* [REQUIRED WORK] Write the material out again exactly.

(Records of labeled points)
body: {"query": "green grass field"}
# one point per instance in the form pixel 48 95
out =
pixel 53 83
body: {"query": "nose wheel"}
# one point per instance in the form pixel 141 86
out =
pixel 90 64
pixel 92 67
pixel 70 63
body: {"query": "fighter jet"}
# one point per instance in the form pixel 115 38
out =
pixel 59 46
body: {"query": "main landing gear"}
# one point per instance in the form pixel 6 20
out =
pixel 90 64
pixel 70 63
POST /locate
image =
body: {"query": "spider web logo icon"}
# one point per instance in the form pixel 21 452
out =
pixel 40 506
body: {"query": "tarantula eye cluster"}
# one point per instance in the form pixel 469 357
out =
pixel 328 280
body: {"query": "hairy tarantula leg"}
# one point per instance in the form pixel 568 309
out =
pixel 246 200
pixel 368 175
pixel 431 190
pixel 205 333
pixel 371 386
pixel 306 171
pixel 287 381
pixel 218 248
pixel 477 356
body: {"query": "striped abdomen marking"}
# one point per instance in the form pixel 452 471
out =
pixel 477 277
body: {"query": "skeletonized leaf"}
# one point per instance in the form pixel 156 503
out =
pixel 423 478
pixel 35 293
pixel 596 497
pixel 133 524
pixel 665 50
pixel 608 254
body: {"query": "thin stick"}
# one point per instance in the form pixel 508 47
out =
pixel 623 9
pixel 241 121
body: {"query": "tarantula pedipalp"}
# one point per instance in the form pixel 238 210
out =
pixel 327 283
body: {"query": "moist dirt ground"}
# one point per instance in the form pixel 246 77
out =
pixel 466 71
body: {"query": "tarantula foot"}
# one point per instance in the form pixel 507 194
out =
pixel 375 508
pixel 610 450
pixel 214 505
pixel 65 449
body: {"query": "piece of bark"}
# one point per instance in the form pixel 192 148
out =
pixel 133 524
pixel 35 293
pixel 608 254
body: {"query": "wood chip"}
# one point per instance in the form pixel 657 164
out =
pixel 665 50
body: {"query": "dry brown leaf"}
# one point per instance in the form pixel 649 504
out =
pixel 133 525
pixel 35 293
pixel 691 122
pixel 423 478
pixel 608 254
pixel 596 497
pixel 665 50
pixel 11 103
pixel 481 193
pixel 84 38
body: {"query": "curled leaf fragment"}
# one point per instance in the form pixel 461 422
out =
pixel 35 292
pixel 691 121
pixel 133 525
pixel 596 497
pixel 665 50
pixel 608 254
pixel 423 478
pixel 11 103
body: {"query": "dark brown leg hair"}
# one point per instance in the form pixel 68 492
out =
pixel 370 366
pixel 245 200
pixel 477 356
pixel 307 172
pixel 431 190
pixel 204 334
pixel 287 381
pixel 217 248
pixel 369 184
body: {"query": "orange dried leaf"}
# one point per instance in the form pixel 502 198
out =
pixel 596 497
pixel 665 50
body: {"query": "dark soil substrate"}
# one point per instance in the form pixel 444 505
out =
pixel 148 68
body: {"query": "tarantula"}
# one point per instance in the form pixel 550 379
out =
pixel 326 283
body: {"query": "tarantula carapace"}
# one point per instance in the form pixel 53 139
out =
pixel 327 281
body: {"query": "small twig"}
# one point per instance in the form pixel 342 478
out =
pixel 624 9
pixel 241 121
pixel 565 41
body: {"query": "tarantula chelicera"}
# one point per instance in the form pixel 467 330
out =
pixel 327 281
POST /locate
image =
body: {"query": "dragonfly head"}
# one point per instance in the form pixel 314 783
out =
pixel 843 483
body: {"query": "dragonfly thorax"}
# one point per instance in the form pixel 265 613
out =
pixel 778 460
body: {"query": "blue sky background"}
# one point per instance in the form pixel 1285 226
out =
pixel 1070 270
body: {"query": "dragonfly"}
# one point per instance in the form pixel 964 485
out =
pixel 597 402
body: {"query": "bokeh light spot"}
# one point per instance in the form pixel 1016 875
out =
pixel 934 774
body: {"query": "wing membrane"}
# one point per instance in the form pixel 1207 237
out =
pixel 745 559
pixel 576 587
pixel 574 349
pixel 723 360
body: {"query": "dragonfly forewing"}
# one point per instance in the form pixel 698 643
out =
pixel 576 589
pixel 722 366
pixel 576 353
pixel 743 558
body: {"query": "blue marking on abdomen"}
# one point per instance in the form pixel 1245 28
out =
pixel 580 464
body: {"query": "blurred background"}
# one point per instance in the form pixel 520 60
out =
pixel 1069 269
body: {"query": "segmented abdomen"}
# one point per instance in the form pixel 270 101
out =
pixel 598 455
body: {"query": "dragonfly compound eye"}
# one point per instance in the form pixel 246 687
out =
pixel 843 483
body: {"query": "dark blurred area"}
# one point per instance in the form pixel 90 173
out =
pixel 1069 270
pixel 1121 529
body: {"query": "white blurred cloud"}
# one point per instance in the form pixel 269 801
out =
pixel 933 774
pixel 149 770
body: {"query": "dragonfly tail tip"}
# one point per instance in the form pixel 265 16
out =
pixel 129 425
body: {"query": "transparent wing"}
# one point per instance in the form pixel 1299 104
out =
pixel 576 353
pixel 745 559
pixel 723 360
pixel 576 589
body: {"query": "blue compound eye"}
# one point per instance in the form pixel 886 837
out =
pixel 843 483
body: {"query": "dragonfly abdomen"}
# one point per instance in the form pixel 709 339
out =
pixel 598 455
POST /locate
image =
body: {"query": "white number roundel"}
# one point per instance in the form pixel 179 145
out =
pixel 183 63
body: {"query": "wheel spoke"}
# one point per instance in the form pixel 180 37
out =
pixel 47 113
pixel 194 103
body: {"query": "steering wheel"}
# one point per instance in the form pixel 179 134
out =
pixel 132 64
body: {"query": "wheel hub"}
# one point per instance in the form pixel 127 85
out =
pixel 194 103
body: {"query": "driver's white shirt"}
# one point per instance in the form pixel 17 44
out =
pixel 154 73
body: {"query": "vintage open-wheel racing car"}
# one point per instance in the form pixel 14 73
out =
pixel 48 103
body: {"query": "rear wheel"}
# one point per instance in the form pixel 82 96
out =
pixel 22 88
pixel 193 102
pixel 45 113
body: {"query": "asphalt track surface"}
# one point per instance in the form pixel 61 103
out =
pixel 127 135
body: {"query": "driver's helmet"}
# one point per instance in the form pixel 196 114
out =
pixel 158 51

* [WRITTEN SOLUTION]
body: {"query": "green grass field"}
# one point per instance in the form pixel 48 95
out =
pixel 53 83
body: {"query": "nose wheel"}
# one point per instance in the form pixel 141 86
out =
pixel 90 64
pixel 92 67
pixel 70 63
body: {"query": "fighter jet"}
# one point per instance in the form pixel 115 38
out =
pixel 59 46
body: {"query": "main landing gear"}
# one point per instance in the form pixel 6 20
out =
pixel 90 64
pixel 70 63
POST /locate
image =
body: {"query": "spider web logo icon"}
# one point per instance in the form pixel 21 452
out =
pixel 40 506
body: {"query": "tarantula eye cluster"}
# one point per instance in the form pixel 469 357
out =
pixel 328 280
body: {"query": "hairy tarantula leg"}
# one point per instance in the form pixel 568 309
out =
pixel 246 200
pixel 368 175
pixel 431 190
pixel 205 333
pixel 371 386
pixel 306 171
pixel 287 381
pixel 218 248
pixel 477 356
body: {"query": "striped abdomen marking"}
# one point per instance in the form pixel 452 471
out =
pixel 477 277
body: {"query": "skeletonized leaf"}
# one point per instance in the form pixel 156 503
out =
pixel 423 478
pixel 35 293
pixel 596 497
pixel 133 524
pixel 665 50
pixel 608 254
body: {"query": "thin stick"}
# one point per instance in the form pixel 508 47
out =
pixel 623 9
pixel 241 121
body: {"query": "tarantula pedipalp"}
# one point per instance in the form pixel 238 210
out =
pixel 327 283
body: {"query": "moist dirt ground"}
# one point per instance in the form pixel 246 77
out =
pixel 466 71
body: {"query": "tarantula foot"}
# one point per instance in the form pixel 507 194
out =
pixel 375 508
pixel 610 450
pixel 214 505
pixel 65 449
body: {"query": "piece of bark"}
# one point per instance in the form pixel 192 148
out =
pixel 133 524
pixel 35 293
pixel 608 254
body: {"query": "wood chip"}
# one point per instance in the form pixel 657 164
out =
pixel 665 50
body: {"query": "dry brown leaf"}
# one point per instance in the form pixel 649 504
out =
pixel 133 525
pixel 35 293
pixel 691 122
pixel 423 478
pixel 608 254
pixel 596 497
pixel 665 50
pixel 11 103
pixel 481 193
pixel 84 38
body: {"query": "curled leaf fragment"}
# one point per instance in the form pixel 461 422
out =
pixel 35 292
pixel 691 121
pixel 133 525
pixel 596 497
pixel 665 50
pixel 608 254
pixel 423 478
pixel 11 103
body: {"query": "dark brown leg hair"}
# one point per instance in the form pixel 68 492
out =
pixel 370 366
pixel 245 200
pixel 477 356
pixel 307 172
pixel 431 190
pixel 204 334
pixel 287 381
pixel 217 248
pixel 369 184
body: {"query": "orange dried leaf"}
# one point per instance in the form pixel 502 198
out =
pixel 596 497
pixel 665 50
body: {"query": "dark soil substrate"}
# one point per instance in the form pixel 444 505
out =
pixel 148 68
body: {"query": "tarantula"}
# one point per instance in the form pixel 550 379
out =
pixel 326 283
body: {"query": "tarantula carapace"}
# one point per instance in the form pixel 53 139
out =
pixel 327 281
body: {"query": "small twig"}
# one point per instance in the form pixel 342 478
out =
pixel 624 9
pixel 241 121
pixel 565 41
body: {"query": "tarantula chelicera"}
# one point per instance in the form pixel 467 330
out =
pixel 327 281
POST /locate
image =
body: {"query": "dragonfly head"}
# one point per instance in the form pixel 314 783
out =
pixel 843 483
body: {"query": "dragonfly thorax"}
# one point per instance in the form pixel 265 613
out =
pixel 778 460
body: {"query": "blue sky background"}
# one point per instance in the form pixel 1285 226
out =
pixel 1070 270
body: {"query": "dragonfly"}
# one point per instance in the form pixel 964 485
out =
pixel 597 402
body: {"query": "bokeh light spot"}
# one point per instance in the form pixel 1016 875
out =
pixel 934 774
body: {"query": "wing membrane"}
# one point per instance in the form pixel 1207 237
out =
pixel 745 559
pixel 576 587
pixel 574 349
pixel 723 360
body: {"query": "dragonfly forewing"}
# one point per instance in the form pixel 698 643
out =
pixel 576 589
pixel 722 366
pixel 576 353
pixel 743 558
body: {"query": "blue marking on abdomen"}
# one point per instance in the form pixel 1245 28
out =
pixel 580 464
body: {"query": "blurred background"}
# one point per instance in the form pixel 520 60
out =
pixel 1069 269
body: {"query": "segmented abdomen"}
# one point per instance in the form pixel 270 101
out =
pixel 598 455
body: {"query": "dragonfly compound eye"}
# one point per instance in the form pixel 246 687
out =
pixel 843 483
body: {"query": "dark blurred area"}
# one point per instance in the form pixel 90 173
out =
pixel 1069 270
pixel 1121 529
body: {"query": "white blurred cloud"}
# one point per instance in the form pixel 269 801
out =
pixel 933 774
pixel 149 770
body: {"query": "dragonfly tail tip"}
# one point per instance in the form pixel 265 16
out =
pixel 129 425
body: {"query": "transparent wing"}
# one point per instance in the form pixel 1299 104
out =
pixel 576 353
pixel 745 559
pixel 723 360
pixel 576 589
body: {"query": "blue compound eye"}
# one point per instance in the form pixel 886 837
out =
pixel 843 483
body: {"query": "dragonfly abdomen"}
# one point per instance in the form pixel 709 339
out =
pixel 598 455
POST /locate
image =
body: {"query": "white number roundel"}
# one point per instance in the form pixel 179 145
out =
pixel 183 63
body: {"query": "wheel spoke"}
# one point per instance in the form pixel 180 37
out =
pixel 47 113
pixel 194 103
body: {"query": "steering wheel"}
# one point per instance in the form pixel 179 134
out =
pixel 132 64
body: {"query": "wheel hub"}
# one point per instance in the form pixel 127 85
out =
pixel 194 103
body: {"query": "driver's white shirt"}
# one point per instance in the form pixel 17 44
out =
pixel 154 73
body: {"query": "vintage open-wheel racing car"}
# one point per instance in the form pixel 14 73
out =
pixel 48 103
body: {"query": "rear wheel"}
# one point per instance in the form pixel 82 96
out =
pixel 22 88
pixel 193 102
pixel 45 113
body: {"query": "asphalt track surface"}
# one point per instance in the form pixel 61 103
out =
pixel 127 135
body: {"query": "driver's helmet"}
# one point per instance in the form pixel 196 114
out =
pixel 158 51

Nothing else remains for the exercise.